Pick up the text below on Canada's specific claims policy and keep writing from its final sentence.

START Text provided

In 1973, responding to First Nations’ frustration at having to go to the courts to settle their historic grievances specific claims, the Government of Canada established the Specific Claims Policy and divided Indigenous legal claims into two broad categories: COMPREHENSIVE (known as modern treaties); and SPECIFIC, which make claims based on pre-existing treaties or agreements and under the policy, Canada looks at allegations that treaty or other legal obligations have not been fulfilled.

Specific claims arise when there is an outstanding historical grievance between a First Nation and the Crown that relates to an unfulfilled obligation of a treaty or another agreement, or a breach of statutory responsibilities by the Crown or the way it managed First Nation funds or assets.

Examples would include:

  • errors during the reserve creation process
  • problems with surveys of reserve boundaries
  • broken treaty promises
  • failure to obtain compensation (or obtaining inadequate compensation) for reserve surrender
  • problems with third-party use of reserves, e.g. roads, power lines, gravel extraction

Claims are accepted for negotiation when it is determined that Canada has an outstanding lawful obligation to a First Nation. If a lawful obligation is found, specific claims settlements are negotiated between First Nations, Canada and (where applicable) the relevant province or territory.

END Text provided
START Exercise data

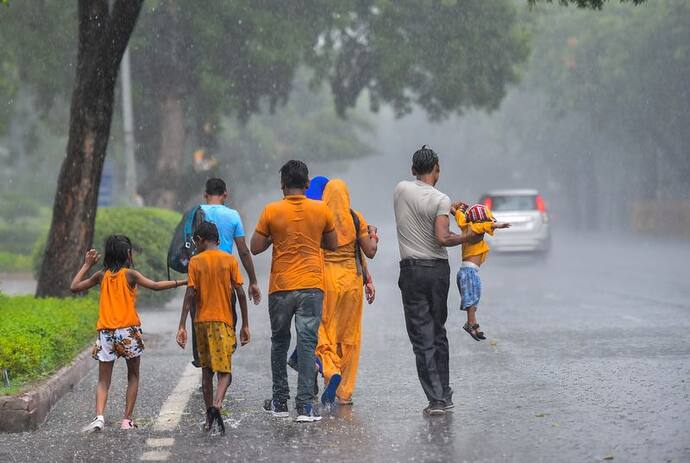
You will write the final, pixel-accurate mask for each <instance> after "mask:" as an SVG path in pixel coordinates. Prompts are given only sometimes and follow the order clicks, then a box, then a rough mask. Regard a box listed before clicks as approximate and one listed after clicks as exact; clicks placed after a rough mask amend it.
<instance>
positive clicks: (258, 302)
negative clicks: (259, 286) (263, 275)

END Exercise data

*Reply to the exercise*.
Government policy recognizes that a specific claim exists when a First Nation establishes that its grievance gives rise to a lawful obligation through:

  • the non-fulfillment of a treaty or another agreement between First Nations and the Crown
  • the breach of an Indian Act or other statutory responsibility
  • the breach of an obligation arising out of government administration of First Nation funds or other assets
  • an illegal sale or other disposition

Limitation and Laches
Statutes of limitation are federal or provincial statutes which limit the time within which legal action may be taken in the courts to resolve a grievance. The right to take action will expire after a certain length of time unless legal proceedings have been started.

The federal government is not going to refrain from negotiating claims on the basis that they are submitted too late (statutes of limitation) or because the First Nation has waited too long to present its claim (doctrine of laches).

Between 1927 and 1951, the Indian Act made it an offence for a lawyer to receive payment from a First Nation to bring a claim against the Crown without the Government of Canada’s permission.

When those provisions of the Indian Act were repealed in 1951, First Nations began organizing to pursue settlements to resolve their outstanding grievances or specific claims against the Crown.